EXERCISE REQUIREMENTS: Would you repeat each line below exactly, without the pictures?

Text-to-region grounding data

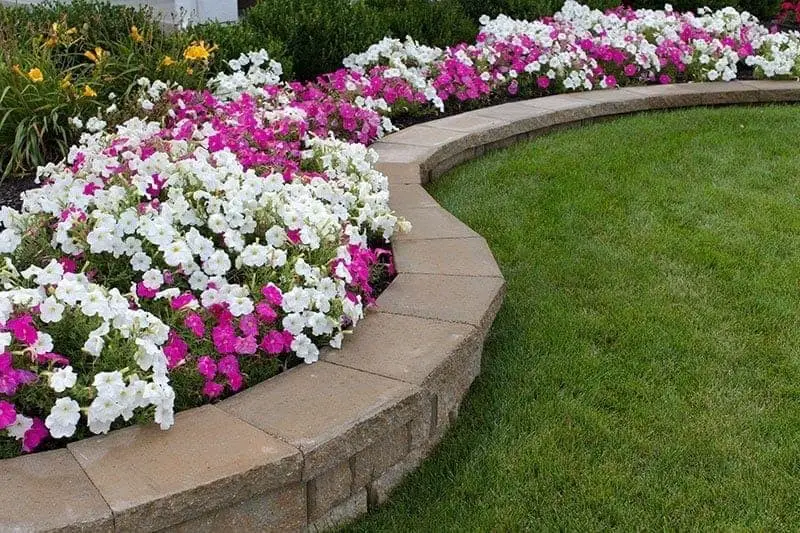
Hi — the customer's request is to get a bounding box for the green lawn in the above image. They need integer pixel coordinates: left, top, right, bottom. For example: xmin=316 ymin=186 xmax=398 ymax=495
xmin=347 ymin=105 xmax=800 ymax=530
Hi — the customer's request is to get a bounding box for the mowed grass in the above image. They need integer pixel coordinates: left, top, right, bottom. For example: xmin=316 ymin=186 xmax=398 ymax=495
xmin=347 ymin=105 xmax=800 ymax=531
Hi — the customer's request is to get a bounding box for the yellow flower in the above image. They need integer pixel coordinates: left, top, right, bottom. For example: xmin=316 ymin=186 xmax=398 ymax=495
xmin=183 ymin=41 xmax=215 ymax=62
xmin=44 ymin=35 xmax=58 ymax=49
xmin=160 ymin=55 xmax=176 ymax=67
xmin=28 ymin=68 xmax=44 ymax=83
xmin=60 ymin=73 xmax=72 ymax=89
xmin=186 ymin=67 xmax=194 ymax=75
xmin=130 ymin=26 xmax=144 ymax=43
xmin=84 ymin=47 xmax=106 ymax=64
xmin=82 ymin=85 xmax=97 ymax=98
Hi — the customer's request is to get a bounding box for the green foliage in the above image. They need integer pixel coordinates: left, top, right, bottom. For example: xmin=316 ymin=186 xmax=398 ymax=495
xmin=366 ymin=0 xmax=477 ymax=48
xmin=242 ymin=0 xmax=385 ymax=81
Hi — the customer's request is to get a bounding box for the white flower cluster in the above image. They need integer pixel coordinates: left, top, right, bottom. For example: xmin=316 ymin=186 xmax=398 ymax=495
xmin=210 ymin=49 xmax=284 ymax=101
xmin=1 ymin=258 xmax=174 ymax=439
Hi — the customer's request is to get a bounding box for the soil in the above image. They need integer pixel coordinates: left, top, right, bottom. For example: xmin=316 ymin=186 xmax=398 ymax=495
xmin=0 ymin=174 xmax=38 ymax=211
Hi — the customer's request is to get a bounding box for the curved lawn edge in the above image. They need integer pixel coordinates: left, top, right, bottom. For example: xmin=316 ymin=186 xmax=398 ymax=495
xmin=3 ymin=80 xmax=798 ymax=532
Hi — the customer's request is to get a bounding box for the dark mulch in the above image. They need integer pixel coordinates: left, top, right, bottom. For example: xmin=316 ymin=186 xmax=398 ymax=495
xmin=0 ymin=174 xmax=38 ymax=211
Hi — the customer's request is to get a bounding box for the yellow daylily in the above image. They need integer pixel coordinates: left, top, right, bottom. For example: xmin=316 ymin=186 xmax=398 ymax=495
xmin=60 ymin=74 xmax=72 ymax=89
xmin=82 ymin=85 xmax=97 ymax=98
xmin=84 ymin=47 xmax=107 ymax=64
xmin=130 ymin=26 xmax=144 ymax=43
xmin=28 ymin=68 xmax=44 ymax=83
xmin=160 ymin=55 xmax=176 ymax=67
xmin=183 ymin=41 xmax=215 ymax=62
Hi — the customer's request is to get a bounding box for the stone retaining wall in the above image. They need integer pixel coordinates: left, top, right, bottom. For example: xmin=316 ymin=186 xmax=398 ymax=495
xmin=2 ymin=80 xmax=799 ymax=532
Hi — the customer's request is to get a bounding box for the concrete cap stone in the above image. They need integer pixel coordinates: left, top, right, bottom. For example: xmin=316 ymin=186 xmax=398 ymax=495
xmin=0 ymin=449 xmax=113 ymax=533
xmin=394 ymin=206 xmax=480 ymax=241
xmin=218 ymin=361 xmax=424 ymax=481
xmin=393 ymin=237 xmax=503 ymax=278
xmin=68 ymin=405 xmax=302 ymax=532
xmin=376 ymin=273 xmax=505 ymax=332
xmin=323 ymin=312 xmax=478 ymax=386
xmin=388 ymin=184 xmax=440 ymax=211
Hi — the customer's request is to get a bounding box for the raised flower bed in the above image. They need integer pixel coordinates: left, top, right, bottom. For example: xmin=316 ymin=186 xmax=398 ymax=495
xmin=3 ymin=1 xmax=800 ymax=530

ANSWER TO THIS TASK:
Hi — the customer's request is to get a bounding box for the green lawn in the above image. They need integer pixel coordinates: left, top, right, bottom. For example: xmin=316 ymin=186 xmax=398 ymax=495
xmin=347 ymin=105 xmax=800 ymax=530
Hi — the customer's request is to get a bounding box for the mowed grass in the above image. They need integer pixel coordinates: left, top, right, bottom. For example: xmin=316 ymin=186 xmax=398 ymax=495
xmin=347 ymin=105 xmax=800 ymax=531
Hi — the customer's request is to get a bounding box for the yellow flower in the above image. They need integer pixel coordinates: left, top, right, bottom. For example: xmin=316 ymin=186 xmax=398 ymax=495
xmin=183 ymin=41 xmax=215 ymax=62
xmin=44 ymin=35 xmax=58 ymax=49
xmin=160 ymin=55 xmax=176 ymax=67
xmin=28 ymin=68 xmax=44 ymax=83
xmin=60 ymin=73 xmax=72 ymax=89
xmin=186 ymin=67 xmax=194 ymax=75
xmin=130 ymin=26 xmax=144 ymax=43
xmin=84 ymin=47 xmax=106 ymax=64
xmin=82 ymin=85 xmax=97 ymax=98
Hi — the customer's request is to get a bounding box for the green foliage in the above image. They need integer pixel coordinates: left, top, right, bottom. For example: xmin=316 ymin=186 xmax=398 ymax=495
xmin=366 ymin=0 xmax=477 ymax=48
xmin=242 ymin=0 xmax=385 ymax=81
Hi — the customer's request is to get a bounding box for the white flower cluster in the above image. They need integer pixel coordinates: left, top, right, bottom. For example: xmin=316 ymin=186 xmax=398 ymax=495
xmin=210 ymin=49 xmax=284 ymax=101
xmin=1 ymin=258 xmax=174 ymax=439
Hi — the customer's request is to get a bounding box for the soil in the above image. They need integer pixel coordinates: left, top, right, bottom. For example: xmin=316 ymin=186 xmax=398 ymax=495
xmin=0 ymin=174 xmax=38 ymax=211
Hi — the customer's request is to get a bounding box for the curved lawn edge in the above image. They need integer pixel coordinates: left, top, right, bottom. For example: xmin=316 ymin=186 xmax=398 ymax=495
xmin=3 ymin=80 xmax=798 ymax=532
Hi — the customer's request is to get a bounding box for the dark mulch in the above image. They need integer pixel coordinates: left, top, right, bottom. For example: xmin=316 ymin=186 xmax=398 ymax=495
xmin=0 ymin=174 xmax=38 ymax=211
Hi — the customer's request is to get a bounding box for the yellow daylily in the above image. They need integer pixel coordinates: left, top, right, bottom. For example: xmin=316 ymin=186 xmax=398 ymax=495
xmin=60 ymin=74 xmax=72 ymax=89
xmin=82 ymin=85 xmax=97 ymax=98
xmin=84 ymin=47 xmax=107 ymax=64
xmin=130 ymin=26 xmax=144 ymax=43
xmin=28 ymin=68 xmax=44 ymax=83
xmin=160 ymin=55 xmax=176 ymax=67
xmin=183 ymin=41 xmax=215 ymax=62
Hi — the customer's request is to get a bounding box for the stone retaining wall in the above image. They need integer pixel coordinates: left, top, right, bottom. For example: xmin=316 ymin=186 xmax=398 ymax=495
xmin=2 ymin=80 xmax=799 ymax=532
Hi — the customer's request is to get a bounding box for the concrete cap stone in the above image. They need integer pixel coordinates: left, top, right, bottom. For example: xmin=316 ymin=186 xmax=398 ymax=495
xmin=0 ymin=449 xmax=113 ymax=533
xmin=394 ymin=206 xmax=480 ymax=241
xmin=218 ymin=361 xmax=424 ymax=481
xmin=393 ymin=237 xmax=503 ymax=278
xmin=68 ymin=405 xmax=302 ymax=532
xmin=376 ymin=273 xmax=505 ymax=332
xmin=323 ymin=312 xmax=478 ymax=386
xmin=388 ymin=184 xmax=440 ymax=211
Hi — the customer's request is to get a bounding box for the raised flower bed in the above image. They need integer pixel coordinates: left, top, right, bottom. For example: xmin=316 ymin=186 xmax=398 ymax=495
xmin=3 ymin=1 xmax=800 ymax=530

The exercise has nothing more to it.